▶ _Source document_:
## begin

WHEREAS, the parties have entered into a Master Custody Agreement dated as
of February 16, 1996;
WHEREAS, the parties desire to provide for the electronic transmission of
instructions from each Fund to the Custodian, as and to the extent permitted by
the Master Custody Agreement; and
WHEREAS, the Board of Directors, Trustees or Managing General Partners, as
applicable, of each Investment Company have previously authorized each
Investment Company to enter into the Master Custody Agreement;
NOW, THEREFORE, in consideration for the mutual promises set forth, the parties
agree as follows:
A. Except as otherwise provided herein, all terms shall have the same meaning as
in the Master Custody Agreement.
B. The term "Certificate" shall mean any Proper Instruction by a Fund to the
Custodian communicated by the Terminal Link.
C . The term "Officer" shall mean an Authorized Person as defined in section 5
of the Master Custody Agreement.
D. The term "Terminal Link" shall mean an electronic data transmission link
between a Fund, Franklin Templeton Investor Services, Inc. acting as agent for
the Fund ("FTISI"), and the Custodian requiring in connection with each use of
the Terminal Link by or on behalf of the Fund use of an authorization code
provided by the Custodian and at least two access codes established by the Fund.
Each Fund represents that FTISI will maintain a transmission line to the
Custodian and has been selected by the Fund to receive electronic data
transmissions from the Custodian or the Fund and forward the same to the Fund or
the Custodian, respectively.
E. Terminal Link
1. The Terminal Link shall be utilized by a Fund only for the purpose of the
Fund providing Certificates to the Custodian with respect to transactions
involving Securities or for the transfer of money to be applied to the payment
of dividends, distributions or redemptions of Fund Shares, and shall be utilized
by the Custodian only for the purpose of providing notices to the Fund. Such use
shall commence only after a Fund shall have established access codes and
safekeeping procedures to safeguard and protect the confidentiality and
availability of such access codes, and shall have reviewed the safekeeping
procedures established by FTISI to assure that transmissions inputted by the
Fund, and only such transmissions, are forwarded by FTISI to the Custodian
without any alteration or omission. Each use of the Terminal Link by a Fund
shall constitute a representation and warranty that the Terminal Link is being
used only for the purposes permitted hereby, that at least two Officers have
each utilized an access code, that such safekeeping procedures have been
established by the Fund, that FTISI has safekeeping procedures reviewed by the
Fund to assure that all transmissions inputted by the Fund, and only such
transmissions, are forwarded by FTISI to the Custodian without any alteration or
omission by FTISI, and that such use does not, to the Fund's knowledge,
contravene the Investment Company Act of 1940, as amended, or the rules or
regulations thereunder.
2. Each Fund shall obtain and maintain at its own cost and expense all equipment
and services, including, but not limited to communications services, necessary
for it to utilize the Terminal Link, and the Custodian shall not be responsible
for the reliability or availability of any such equipment or services.

## end

▶ _Information supplied_:
## begin

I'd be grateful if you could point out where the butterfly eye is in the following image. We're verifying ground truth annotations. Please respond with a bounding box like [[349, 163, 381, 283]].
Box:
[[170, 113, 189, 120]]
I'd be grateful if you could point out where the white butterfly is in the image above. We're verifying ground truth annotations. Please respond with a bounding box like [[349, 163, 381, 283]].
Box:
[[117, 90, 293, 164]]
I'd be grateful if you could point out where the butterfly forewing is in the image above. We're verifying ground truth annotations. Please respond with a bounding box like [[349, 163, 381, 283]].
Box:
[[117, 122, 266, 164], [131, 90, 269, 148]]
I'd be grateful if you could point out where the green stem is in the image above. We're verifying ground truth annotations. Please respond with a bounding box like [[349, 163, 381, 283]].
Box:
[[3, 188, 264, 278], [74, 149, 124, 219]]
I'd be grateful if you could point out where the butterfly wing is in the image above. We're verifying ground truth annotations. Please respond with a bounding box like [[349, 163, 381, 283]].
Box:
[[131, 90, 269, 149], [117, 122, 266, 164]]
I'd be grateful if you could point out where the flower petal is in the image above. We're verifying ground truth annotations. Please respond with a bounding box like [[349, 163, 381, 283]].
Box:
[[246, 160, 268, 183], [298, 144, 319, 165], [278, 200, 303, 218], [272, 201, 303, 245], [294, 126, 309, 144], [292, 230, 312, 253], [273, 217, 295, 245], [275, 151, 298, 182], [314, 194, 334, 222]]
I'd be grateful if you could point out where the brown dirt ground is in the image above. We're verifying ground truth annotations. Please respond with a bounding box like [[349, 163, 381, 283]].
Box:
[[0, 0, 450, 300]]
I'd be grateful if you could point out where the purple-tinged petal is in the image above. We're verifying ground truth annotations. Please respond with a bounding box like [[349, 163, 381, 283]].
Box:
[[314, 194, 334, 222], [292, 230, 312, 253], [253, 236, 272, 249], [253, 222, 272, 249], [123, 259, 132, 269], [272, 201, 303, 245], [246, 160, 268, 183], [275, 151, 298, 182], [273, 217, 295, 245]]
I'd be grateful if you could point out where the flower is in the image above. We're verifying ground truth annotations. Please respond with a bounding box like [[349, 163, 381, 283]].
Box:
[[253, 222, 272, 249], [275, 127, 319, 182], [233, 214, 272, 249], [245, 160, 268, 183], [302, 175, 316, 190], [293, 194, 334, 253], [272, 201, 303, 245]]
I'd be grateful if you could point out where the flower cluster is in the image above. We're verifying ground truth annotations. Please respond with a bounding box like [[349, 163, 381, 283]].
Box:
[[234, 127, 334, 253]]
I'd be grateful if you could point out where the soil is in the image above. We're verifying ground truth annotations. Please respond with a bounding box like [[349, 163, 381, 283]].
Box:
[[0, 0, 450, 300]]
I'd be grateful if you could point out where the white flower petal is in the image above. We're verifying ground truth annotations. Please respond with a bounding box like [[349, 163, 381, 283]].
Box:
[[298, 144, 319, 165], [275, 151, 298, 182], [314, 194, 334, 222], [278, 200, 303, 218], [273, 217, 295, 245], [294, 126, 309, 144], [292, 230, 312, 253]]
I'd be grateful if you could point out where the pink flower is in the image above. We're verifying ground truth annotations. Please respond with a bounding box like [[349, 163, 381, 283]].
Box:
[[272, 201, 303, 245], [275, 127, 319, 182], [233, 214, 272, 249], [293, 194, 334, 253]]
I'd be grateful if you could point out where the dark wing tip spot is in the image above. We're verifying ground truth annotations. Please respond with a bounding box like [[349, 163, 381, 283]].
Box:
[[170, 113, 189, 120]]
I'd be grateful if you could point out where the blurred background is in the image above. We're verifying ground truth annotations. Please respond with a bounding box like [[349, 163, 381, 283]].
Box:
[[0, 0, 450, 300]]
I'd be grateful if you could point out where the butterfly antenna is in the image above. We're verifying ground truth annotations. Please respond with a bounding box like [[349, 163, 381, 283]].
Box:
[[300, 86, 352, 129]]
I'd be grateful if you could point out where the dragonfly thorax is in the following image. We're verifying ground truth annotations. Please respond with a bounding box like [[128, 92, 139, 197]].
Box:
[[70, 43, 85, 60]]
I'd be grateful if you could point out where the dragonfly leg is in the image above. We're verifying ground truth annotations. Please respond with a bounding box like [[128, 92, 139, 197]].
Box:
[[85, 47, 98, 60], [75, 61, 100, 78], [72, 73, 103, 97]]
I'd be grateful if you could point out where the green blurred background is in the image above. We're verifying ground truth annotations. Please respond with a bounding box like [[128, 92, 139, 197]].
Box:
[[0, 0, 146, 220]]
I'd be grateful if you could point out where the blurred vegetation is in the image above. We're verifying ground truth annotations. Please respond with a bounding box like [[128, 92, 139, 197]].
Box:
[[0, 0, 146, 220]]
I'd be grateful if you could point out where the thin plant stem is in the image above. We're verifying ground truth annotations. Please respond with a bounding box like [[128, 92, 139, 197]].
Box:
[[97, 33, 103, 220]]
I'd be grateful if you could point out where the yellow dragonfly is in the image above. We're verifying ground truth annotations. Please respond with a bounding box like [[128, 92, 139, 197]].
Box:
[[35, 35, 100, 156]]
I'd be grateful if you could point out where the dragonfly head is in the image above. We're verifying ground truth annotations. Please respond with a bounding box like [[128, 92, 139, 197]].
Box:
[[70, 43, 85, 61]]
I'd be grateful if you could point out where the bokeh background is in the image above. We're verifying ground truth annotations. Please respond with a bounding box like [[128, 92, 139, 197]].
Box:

## end

▶ _Required actions_:
a - Translate this sentence from the custody agreement into Spanish: "The term "Certificate" shall mean any Proper Instruction by a Fund to the Custodian communicated by the Terminal Link."
b - Please recast the custody agreement paragraph beginning "D. The term "Terminal Link" shall mean" as a short list that keeps its main facts.
c - Carry the custody agreement forward, beginning right after its final sentence about equipment and services.

▶ _Task-by-task answers_:
a - El término «Certificado» significará cualquier Instrucción Apropiada de un Fondo al Custodio comunicada mediante el Enlace de Terminal.

b -
- "Terminal Link" means an electronic data transmission link between a Fund, Franklin Templeton Investor Services, Inc. ("FTISI") acting as the Fund's agent, and the Custodian.
- Each use by or on behalf of the Fund requires an authorization code provided by the Custodian and at least two access codes established by the Fund.
- Each Fund represents that FTISI will maintain a transmission line to the Custodian.
- The Fund has selected FTISI to receive electronic data transmissions from the Custodian or the Fund and forward them to the Fund or the Custodian, respectively.

c -
3. Each Fund acknowledges that any data bases made available as part of, or
through the Terminal Link and any proprietary data, software, processes,
information and documentation (other than which are or become part of the public
domain or are legally required to be made available to the public)
(collectively, the "Information"), are the exclusive and confidential property
of the Custodian. Each Fund shall, and shall cause others to which it discloses
the Information, including without limitation FTISI, to keep the Information
confidential, by using the same care and discretion it uses with respect to its
own confidential property and trade secrets, and shall neither make nor permit
any disclosure without the express prior written consent of the Custodian.
4. Upon termination of this Agreement for any reason, the Fund shall return to
the Custodian any and all copies of the Information which are in the Fund's
possession or under its control, or which the Fund distributed to third parties,
including without limitation FTISI. The provisions of this Article shall not
affect the copyright status of any of the Information which may be copyrighted
and shall apply to all information whether or not copyrighted.
5. The Custodian reserves the right to modify the Terminal Link from time to
time without notice to the Funds or FTISI, except that the Custodian shall give
the Funds notice not less than 75 days in advance of any modification which
would materially adversely affect the Funds' operation. The Funds agree that
neither the Funds nor FTISI shall modify or attempt to modify the Terminal Link
without the Custodian's prior written consent. Each Fund acknowledges that any
software or procedures provided the Fund or FTISI as part of the Terminal Link
are the property of the Custodian and, accordingly, agrees that any
modifications to the Terminal Link, whether by the Fund, FTISI or the Custodian
and whether with or without the Custodian's consent, shall become the property
of the Custodian.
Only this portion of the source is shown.